(Document segment)

My rights don't end where your fear begins.
(Score: 2, Touché) by Anonymous Coward on Friday October 21 2016, @01:59PM
(Score: 1, Funny) by Anonymous Coward on Friday October 21 2016, @02:22PM
Yes, but you have to remember to wipe it with a cloth. If they find any dust on the thing, you're in deep trouble!
(Score: 2, Redundant) by wonkey_monkey on Friday October 21 2016, @03:21PM
Does the person who owns it still have it? Then it's (arguably) not stealing.
systemd is Roko's Basilisk
(Score: 0) by Anonymous Coward on Saturday October 22 2016, @07:46AM
(Score: 2) by Username on Friday October 21 2016, @06:07PM
You would think their security would be a little more wound up after Snowden. I’m surprised they just let the guy walk out of the building with six banker boxes of paper and 48TB of data which is about 30ish some tapes or drives.
(Score: 1) by tftp on Saturday October 22 2016, @05:33AM
I’m surprised they just let the guy walk out of the building with six banker boxes of paper and 48TB of data
A lot of stuff enters and leaves a large office building every single day. It's like an airport... the passengers empty their pockets, and the TSA checks their water bottles with a magnifying glass. At the same time the gates in the back of the fence are wide open, and in come huge trucks loaded with jet fuel, oil, food, airplane parts and tools, flight plans and maps, desks and chairs, rolls of carpet and cans of paint, sacks of concrete and sheets of glass... is it humanly possible to inspect all that volume of goods? It is not. But like the proverbial drunk who lost his keys, the TSA keeps looking under the streetlight because it is easier to search there.
(Score: 2) by Username on Saturday October 22 2016, @08:06PM
Well, I’d think, if were going with the TSA analogy, a guy carrying an ak-47 through the front door of an airport would be easy to spot. Pretty much begs the questions, what are you doing with that ak? Similar to a guy carrying banker boxes through NSA check points all the way out to his car.
(Score: 1) by tftp on Saturday October 22 2016, @09:36PM
Similar to a guy carrying banker boxes through NSA check points all the way out to his car.
Pray tell, why would he need to steal the bankers boxes themselves? A pack of twelve costs only $40 [staples.com]. What he needed is papers that go inside. Papers are not magnetic; they are light and thin. How many sheets could the perpetrator carry under his jacket, day after day after day? Fifty? A hundred? It won't take long to fill those boxes, especially if he also left the building for lunch, and for doctor's appointments, and for other reasons...
It's also possible that some of these papers he printed himself, at home, from a USB Flash disk or a DVD. Again, it would require a search to find those on him. He wouldn't be searched without a serious suspicion.

(End Document segment)

> **Task instructions**
**A)** In the comment thread, why does tftp say the man would not have needed to steal the banker boxes themselves? Answer in one to three sentences.
**B)** For each statement, answer yes or no on whether it agrees with the comment thread, and quote the words that decide it.
(i) Username compares 48TB of data to about 30 tapes or drives.
(ii) tftp says it is humanly possible to inspect all the goods that come into an airport.
(iii) tftp says the man would be searched even without serious suspicion.
The data that comes next is separate material, apart from the comment thread.

(Dataset extract)

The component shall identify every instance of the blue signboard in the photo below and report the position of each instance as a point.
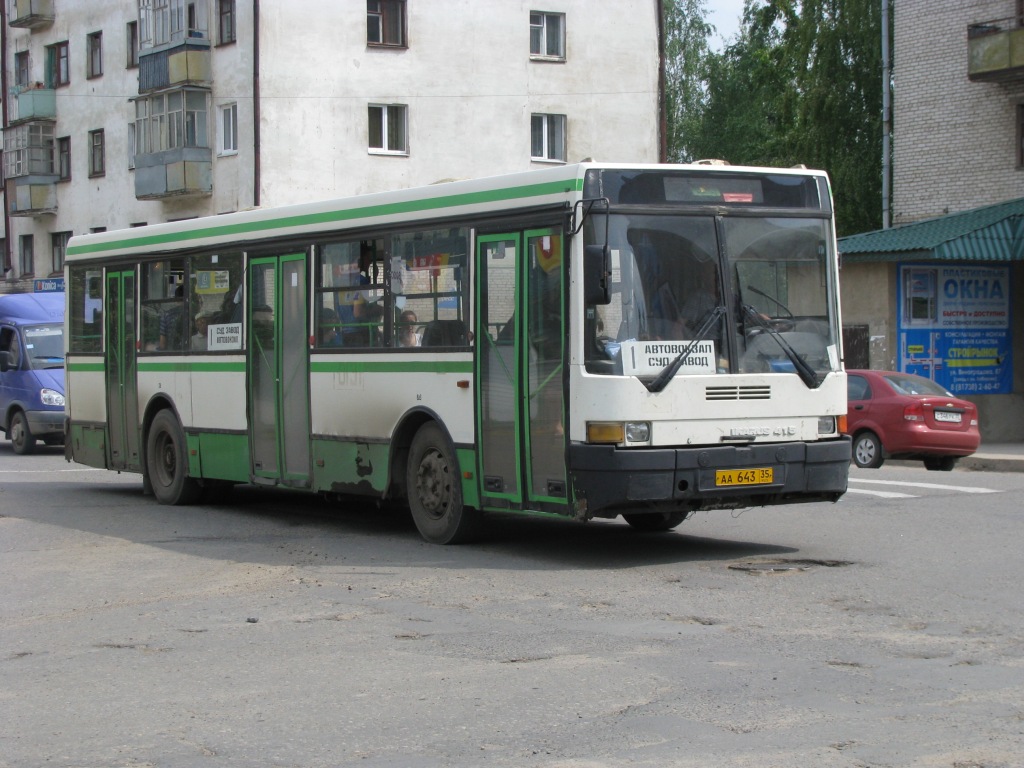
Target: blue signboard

(End Dataset extract)

> **Answers provided**
**A)** A pack of twelve banker boxes costs only $40, so the boxes were not worth taking. What he needed was the papers that go inside them.

**B)**
(i) Yes: "48TB of data which is about 30ish some tapes or drives."
(ii) No: "is it humanly possible to inspect all that volume of goods? It is not."
(iii) No: "He wouldn't be searched without a serious suspicion."